--- DATA EXTRACT ---
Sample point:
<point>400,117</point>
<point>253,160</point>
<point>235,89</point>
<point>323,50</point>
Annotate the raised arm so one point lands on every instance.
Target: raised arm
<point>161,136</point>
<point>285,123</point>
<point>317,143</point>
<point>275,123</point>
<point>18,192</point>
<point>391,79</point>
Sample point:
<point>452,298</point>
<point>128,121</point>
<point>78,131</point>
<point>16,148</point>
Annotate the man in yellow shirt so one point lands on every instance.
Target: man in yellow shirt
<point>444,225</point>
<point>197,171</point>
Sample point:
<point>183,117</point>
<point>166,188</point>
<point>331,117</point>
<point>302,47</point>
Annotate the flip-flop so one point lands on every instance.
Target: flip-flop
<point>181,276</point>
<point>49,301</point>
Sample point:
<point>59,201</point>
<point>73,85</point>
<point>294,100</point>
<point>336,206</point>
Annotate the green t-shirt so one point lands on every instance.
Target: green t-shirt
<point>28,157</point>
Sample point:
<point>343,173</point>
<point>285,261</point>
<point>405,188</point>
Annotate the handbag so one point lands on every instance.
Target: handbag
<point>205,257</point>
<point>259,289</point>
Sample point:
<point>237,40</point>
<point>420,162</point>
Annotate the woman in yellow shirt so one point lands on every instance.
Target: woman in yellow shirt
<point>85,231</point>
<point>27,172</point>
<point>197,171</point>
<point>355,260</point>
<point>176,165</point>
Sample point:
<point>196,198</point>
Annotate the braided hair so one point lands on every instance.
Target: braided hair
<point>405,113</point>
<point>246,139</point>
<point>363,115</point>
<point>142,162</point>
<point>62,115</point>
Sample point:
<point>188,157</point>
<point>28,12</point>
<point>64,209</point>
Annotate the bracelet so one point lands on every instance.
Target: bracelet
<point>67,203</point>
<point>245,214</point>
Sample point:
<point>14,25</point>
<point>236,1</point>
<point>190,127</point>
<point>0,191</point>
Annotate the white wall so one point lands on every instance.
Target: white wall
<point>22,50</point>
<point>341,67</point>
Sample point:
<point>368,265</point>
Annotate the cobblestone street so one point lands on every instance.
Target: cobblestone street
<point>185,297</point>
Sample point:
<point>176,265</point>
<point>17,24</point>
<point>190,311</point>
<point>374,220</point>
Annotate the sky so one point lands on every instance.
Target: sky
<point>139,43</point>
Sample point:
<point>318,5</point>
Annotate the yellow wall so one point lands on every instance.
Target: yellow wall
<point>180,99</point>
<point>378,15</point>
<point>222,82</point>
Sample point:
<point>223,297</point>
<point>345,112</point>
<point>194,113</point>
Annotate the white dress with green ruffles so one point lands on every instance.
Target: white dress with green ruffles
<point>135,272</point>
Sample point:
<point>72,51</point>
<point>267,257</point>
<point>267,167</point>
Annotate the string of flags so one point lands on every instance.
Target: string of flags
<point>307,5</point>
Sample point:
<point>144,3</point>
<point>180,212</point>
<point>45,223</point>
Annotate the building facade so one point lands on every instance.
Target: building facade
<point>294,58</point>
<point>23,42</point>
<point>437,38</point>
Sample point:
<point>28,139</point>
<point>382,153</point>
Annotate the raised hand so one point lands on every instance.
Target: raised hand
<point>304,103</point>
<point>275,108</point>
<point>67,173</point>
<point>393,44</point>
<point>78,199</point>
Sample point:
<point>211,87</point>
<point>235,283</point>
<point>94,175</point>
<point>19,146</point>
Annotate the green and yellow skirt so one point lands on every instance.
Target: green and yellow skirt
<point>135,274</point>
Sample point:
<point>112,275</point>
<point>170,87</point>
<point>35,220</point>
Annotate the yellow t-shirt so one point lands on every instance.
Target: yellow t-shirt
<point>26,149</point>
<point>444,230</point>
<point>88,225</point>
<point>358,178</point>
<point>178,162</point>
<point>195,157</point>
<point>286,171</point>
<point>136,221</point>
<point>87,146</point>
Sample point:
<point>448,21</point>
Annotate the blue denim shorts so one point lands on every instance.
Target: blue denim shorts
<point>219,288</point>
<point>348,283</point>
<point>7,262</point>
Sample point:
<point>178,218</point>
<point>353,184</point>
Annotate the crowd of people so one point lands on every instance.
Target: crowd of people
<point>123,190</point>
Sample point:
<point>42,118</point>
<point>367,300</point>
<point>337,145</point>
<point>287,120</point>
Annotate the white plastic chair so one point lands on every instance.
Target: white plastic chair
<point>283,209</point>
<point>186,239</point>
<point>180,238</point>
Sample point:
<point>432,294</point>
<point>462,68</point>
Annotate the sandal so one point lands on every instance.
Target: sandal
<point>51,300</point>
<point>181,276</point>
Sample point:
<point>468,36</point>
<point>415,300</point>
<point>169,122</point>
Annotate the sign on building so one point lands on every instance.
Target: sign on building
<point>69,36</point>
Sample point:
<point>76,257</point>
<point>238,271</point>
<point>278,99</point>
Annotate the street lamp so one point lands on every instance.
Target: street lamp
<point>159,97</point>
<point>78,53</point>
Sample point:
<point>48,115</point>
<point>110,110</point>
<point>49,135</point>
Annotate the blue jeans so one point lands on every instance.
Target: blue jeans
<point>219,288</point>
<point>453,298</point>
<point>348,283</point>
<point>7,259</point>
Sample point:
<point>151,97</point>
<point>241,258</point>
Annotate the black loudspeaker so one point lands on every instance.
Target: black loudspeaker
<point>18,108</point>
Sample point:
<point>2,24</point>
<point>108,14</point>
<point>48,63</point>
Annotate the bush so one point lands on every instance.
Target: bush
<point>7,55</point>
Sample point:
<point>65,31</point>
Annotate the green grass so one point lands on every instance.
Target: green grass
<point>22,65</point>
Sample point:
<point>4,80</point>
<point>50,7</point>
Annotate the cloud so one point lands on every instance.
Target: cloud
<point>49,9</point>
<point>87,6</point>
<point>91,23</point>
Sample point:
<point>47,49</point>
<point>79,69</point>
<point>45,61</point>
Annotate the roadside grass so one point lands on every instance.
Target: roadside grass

--- STATED TASK ---
Print every entry exactly as it appears.

--- WRITTEN REPLY ---
Sample point:
<point>400,117</point>
<point>253,160</point>
<point>235,89</point>
<point>323,50</point>
Annotate the raised arm so one point lands on every instance.
Target: raised arm
<point>161,136</point>
<point>285,123</point>
<point>317,143</point>
<point>275,123</point>
<point>18,192</point>
<point>391,79</point>
Sample point:
<point>452,298</point>
<point>128,121</point>
<point>78,131</point>
<point>16,148</point>
Annotate the man in yellow shirt so one point lands on every instance.
Target: man in yellow shirt
<point>444,225</point>
<point>197,171</point>
Sample point:
<point>183,117</point>
<point>166,188</point>
<point>331,117</point>
<point>302,47</point>
Annotate the flip-flop so one point lands on every instance.
Target: flip-flop
<point>181,276</point>
<point>49,301</point>
Sample point:
<point>59,201</point>
<point>73,85</point>
<point>294,100</point>
<point>336,206</point>
Annotate the green t-shirt so one point lands on every instance.
Target: green t-shirt
<point>28,157</point>
Sample point:
<point>343,173</point>
<point>285,261</point>
<point>405,188</point>
Annotate the handbag so one point lands on every instance.
Target: handbag
<point>205,257</point>
<point>259,289</point>
Sample point:
<point>237,40</point>
<point>420,162</point>
Annotate the woman in yellow shirt so one point lands on every instance.
Target: woman in yellow shirt
<point>85,231</point>
<point>27,172</point>
<point>197,171</point>
<point>355,260</point>
<point>176,165</point>
Sample point:
<point>196,198</point>
Annotate the braided hair so one point lands on every instance.
Target: braided hair
<point>405,113</point>
<point>246,139</point>
<point>363,115</point>
<point>142,162</point>
<point>62,115</point>
Sample point:
<point>188,157</point>
<point>28,12</point>
<point>64,209</point>
Annotate the bracelet so one point lands on every instance.
Target: bracelet
<point>67,203</point>
<point>245,214</point>
Sample point:
<point>14,25</point>
<point>236,1</point>
<point>190,127</point>
<point>0,191</point>
Annotate the white wall so one point lands on every instance.
Target: white wall
<point>22,50</point>
<point>341,67</point>
Sample point:
<point>368,265</point>
Annotate the cobblestone street so one point lands on every instance.
Target: cobblestone street
<point>185,297</point>
Sample point:
<point>176,265</point>
<point>17,24</point>
<point>190,311</point>
<point>374,220</point>
Annotate the sky so one point lands on every instance.
Target: sky
<point>139,43</point>
Sample point:
<point>318,5</point>
Annotate the yellow wall so one point lands on every instance.
Target: yellow wall
<point>180,99</point>
<point>378,15</point>
<point>222,82</point>
Sample point:
<point>223,297</point>
<point>345,112</point>
<point>194,113</point>
Annotate the white dress with green ruffles so one point lands on every instance.
Target: white dress with green ruffles
<point>135,272</point>
Sample point:
<point>72,51</point>
<point>267,257</point>
<point>267,167</point>
Annotate the string of flags so one point lands on every instance.
Target: string of flags
<point>307,5</point>
Sample point:
<point>144,3</point>
<point>180,212</point>
<point>45,223</point>
Annotate the building facade so one point lands on every instance.
Target: building facade
<point>294,58</point>
<point>23,42</point>
<point>437,38</point>
Sample point:
<point>28,139</point>
<point>382,153</point>
Annotate the raised hand so one point lands on every instance.
Target: raised hand
<point>304,103</point>
<point>275,108</point>
<point>67,173</point>
<point>393,44</point>
<point>78,199</point>
Sample point:
<point>211,87</point>
<point>235,283</point>
<point>94,175</point>
<point>19,146</point>
Annotate the green and yellow skirt so one point lands on every instance.
Target: green and yellow skirt
<point>135,274</point>
Sample point:
<point>112,275</point>
<point>170,87</point>
<point>35,220</point>
Annotate the yellow t-shirt so one point lands on every instance.
Target: yellow t-shirt
<point>26,149</point>
<point>444,230</point>
<point>88,225</point>
<point>358,178</point>
<point>178,162</point>
<point>195,157</point>
<point>286,171</point>
<point>136,221</point>
<point>87,146</point>
Sample point:
<point>448,21</point>
Annotate the blue denim shorts so one point lands on every instance.
Target: blue denim shorts
<point>219,288</point>
<point>348,283</point>
<point>7,262</point>
Sample point:
<point>178,218</point>
<point>353,184</point>
Annotate the crowd of people so one point lands on every instance.
Target: crowd of people
<point>123,190</point>
Sample point:
<point>42,118</point>
<point>367,300</point>
<point>337,145</point>
<point>287,120</point>
Annotate the white plastic chair so one point lands on every instance.
Target: white plastic chair
<point>283,209</point>
<point>186,239</point>
<point>180,238</point>
Sample point:
<point>432,294</point>
<point>462,68</point>
Annotate the sandal so one point lands on every instance.
Target: sandal
<point>51,300</point>
<point>181,276</point>
Sample point:
<point>468,36</point>
<point>415,300</point>
<point>169,122</point>
Annotate the sign on building so one point lands on every instance.
Target: sign on building
<point>69,36</point>
Sample point:
<point>76,257</point>
<point>238,271</point>
<point>278,99</point>
Annotate the street lamp so one point lands on every instance.
Target: street lamp
<point>159,97</point>
<point>78,53</point>
Sample point:
<point>48,115</point>
<point>110,110</point>
<point>49,135</point>
Annotate the blue jeans so one point lands on every instance.
Target: blue jeans
<point>219,288</point>
<point>453,298</point>
<point>348,283</point>
<point>7,259</point>
Sample point:
<point>151,97</point>
<point>241,258</point>
Annotate the black loudspeaker so one point lands on every instance.
Target: black loudspeaker
<point>18,108</point>
Sample point:
<point>2,24</point>
<point>108,14</point>
<point>48,63</point>
Annotate the bush so one point lands on every instance.
Target: bush
<point>7,55</point>
Sample point:
<point>65,31</point>
Annotate the green grass so one point lands on every instance.
Target: green grass
<point>22,65</point>
Sample point:
<point>4,80</point>
<point>50,7</point>
Annotate the cloud so one point lands on every instance.
Target: cloud
<point>49,9</point>
<point>87,6</point>
<point>91,23</point>
Sample point:
<point>47,49</point>
<point>79,69</point>
<point>45,61</point>
Annotate the roadside grass so one point lands on every instance.
Target: roadside grass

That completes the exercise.